Goal -
Rewrite the breakfast quiche recipe between "A quick and" and "wheat free-check labels)", inclusive, replacing "muffin tins" with "ramekins".

Text extract -
---

Recipe #396126 | 45 min | 30 min prep | add private note

By: Chef #396283
Oct 24, 2009

A quick and easy way to take breakfast on the go, after the gym etc. Can make it wheat-free, dairy-free, and can easily be made vegetarian if wanted. Made in muffin tins so they are travel size and easy to re-heat.

SERVES 18 -20 , 18 individual quiches (change servings and units)

Ingredients

  • 2 potatoes, shredded (can use frozen hash browns if wanted)
  • 3 tablespoons vegetable oil
  • 7 slices turkey bacon (may not be wheat free-check labels)
  • 1 liter egg white (can use whole scrambled eggs too)
  • 1 cup chopped zucchini
  • 1 red bell pepper, chopped
  • 1/2 onion, chopped

Directions

  1. 1
    1. chop or shred potatoes. I cook them until they are almost in the vegetable oil, but you can use frozen hash browns (the shredded ones) too and save some time.
  2. 2
    2. cook the turkey bacon (sausage or real bacon will be fine too), cool, then chop.
  3. 3
    3. Chop your veggies (whatever your favorites would be) and sautee lightly.

---

Provided data -
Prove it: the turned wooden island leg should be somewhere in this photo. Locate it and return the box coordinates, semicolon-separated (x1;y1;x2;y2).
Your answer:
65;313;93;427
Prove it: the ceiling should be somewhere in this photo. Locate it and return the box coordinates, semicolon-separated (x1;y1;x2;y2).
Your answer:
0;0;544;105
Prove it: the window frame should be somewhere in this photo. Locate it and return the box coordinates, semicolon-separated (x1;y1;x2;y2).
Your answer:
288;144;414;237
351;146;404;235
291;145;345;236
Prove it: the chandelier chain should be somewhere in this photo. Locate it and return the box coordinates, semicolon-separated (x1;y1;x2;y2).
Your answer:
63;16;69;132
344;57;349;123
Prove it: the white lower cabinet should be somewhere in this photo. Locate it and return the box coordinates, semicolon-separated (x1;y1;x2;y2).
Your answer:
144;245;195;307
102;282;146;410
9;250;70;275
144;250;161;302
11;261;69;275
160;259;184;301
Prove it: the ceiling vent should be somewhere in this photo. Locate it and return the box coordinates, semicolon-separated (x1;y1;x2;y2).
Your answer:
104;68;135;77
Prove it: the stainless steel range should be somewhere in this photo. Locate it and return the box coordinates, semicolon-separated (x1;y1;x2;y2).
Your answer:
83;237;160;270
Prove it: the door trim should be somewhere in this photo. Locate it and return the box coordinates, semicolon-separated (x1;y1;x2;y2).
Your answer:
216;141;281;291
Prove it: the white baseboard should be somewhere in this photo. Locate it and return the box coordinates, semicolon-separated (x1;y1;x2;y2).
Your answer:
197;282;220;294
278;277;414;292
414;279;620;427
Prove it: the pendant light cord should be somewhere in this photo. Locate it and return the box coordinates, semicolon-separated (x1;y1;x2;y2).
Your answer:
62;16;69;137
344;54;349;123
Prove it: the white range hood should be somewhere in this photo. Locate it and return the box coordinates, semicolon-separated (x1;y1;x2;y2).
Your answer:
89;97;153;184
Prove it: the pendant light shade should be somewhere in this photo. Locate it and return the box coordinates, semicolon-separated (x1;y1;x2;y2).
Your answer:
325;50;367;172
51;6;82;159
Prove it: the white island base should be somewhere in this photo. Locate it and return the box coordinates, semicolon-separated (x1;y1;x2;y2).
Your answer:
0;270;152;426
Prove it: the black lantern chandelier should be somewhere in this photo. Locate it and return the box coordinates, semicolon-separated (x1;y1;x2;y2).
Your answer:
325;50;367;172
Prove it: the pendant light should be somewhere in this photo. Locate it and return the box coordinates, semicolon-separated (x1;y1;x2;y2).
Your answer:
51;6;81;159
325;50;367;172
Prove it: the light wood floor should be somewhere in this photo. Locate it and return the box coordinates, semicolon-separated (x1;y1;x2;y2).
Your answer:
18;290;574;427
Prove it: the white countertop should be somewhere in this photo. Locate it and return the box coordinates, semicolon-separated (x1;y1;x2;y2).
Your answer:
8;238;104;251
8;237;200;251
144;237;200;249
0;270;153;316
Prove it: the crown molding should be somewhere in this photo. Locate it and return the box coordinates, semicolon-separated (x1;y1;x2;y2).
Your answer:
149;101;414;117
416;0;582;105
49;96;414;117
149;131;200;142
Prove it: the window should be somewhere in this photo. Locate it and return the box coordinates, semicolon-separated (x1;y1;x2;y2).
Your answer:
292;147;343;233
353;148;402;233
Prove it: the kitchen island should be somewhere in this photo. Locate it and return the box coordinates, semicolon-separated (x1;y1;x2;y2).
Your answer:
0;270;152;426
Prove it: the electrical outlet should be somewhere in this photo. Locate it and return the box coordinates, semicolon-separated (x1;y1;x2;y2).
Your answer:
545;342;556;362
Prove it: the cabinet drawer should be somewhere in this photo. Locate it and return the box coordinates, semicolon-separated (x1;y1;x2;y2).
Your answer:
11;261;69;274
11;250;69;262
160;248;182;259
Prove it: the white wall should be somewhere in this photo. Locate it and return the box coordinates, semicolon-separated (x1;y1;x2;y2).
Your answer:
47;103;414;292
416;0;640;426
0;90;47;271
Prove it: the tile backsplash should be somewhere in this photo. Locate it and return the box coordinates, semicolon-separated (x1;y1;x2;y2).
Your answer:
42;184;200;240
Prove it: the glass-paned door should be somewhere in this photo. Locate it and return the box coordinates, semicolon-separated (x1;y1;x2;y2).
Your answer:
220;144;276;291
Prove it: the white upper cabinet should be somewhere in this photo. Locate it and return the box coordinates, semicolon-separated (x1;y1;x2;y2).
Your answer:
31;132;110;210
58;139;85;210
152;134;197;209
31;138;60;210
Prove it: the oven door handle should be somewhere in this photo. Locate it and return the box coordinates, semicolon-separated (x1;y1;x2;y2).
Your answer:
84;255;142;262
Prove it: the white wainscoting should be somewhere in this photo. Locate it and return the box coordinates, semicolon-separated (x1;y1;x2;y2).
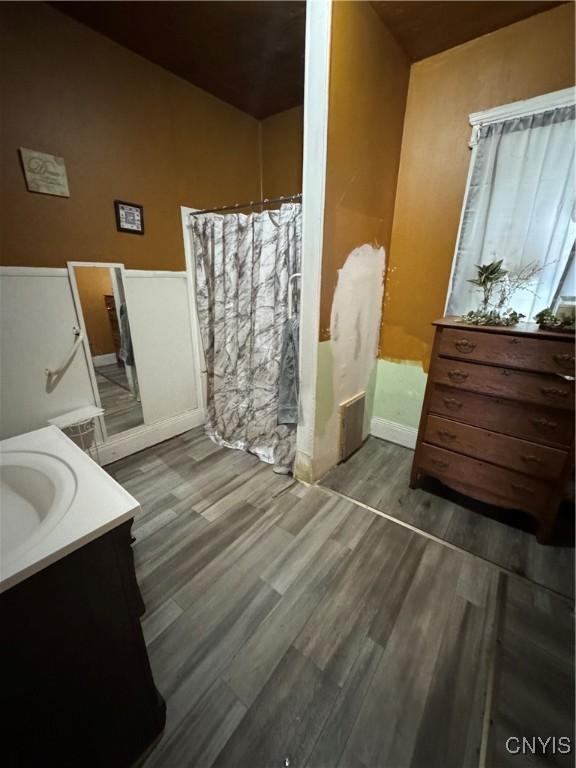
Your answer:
0;267;94;438
0;267;204;464
98;408;204;466
370;416;418;450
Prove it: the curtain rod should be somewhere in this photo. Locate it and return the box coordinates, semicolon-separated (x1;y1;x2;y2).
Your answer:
190;192;302;216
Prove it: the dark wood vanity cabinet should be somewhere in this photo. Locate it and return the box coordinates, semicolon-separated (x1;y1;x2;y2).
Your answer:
0;521;166;768
411;318;574;542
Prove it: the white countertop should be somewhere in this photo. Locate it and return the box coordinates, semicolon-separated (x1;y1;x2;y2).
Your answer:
0;426;140;592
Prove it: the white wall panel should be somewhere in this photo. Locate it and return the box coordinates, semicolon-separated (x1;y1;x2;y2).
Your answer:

---

In response -
A quick and easy way to take breakfast on the go, after the gym etc. Can make it wheat-free, dairy-free, and can easily be made vegetarian if wanted. Made in ramekins so they are travel size and easy to re-heat.

SERVES 18 -20 , 18 individual quiches (change servings and units)

Ingredients

  • 2 potatoes, shredded (can use frozen hash browns if wanted)
  • 3 tablespoons vegetable oil
  • 7 slices turkey bacon (may not be wheat free-check labels)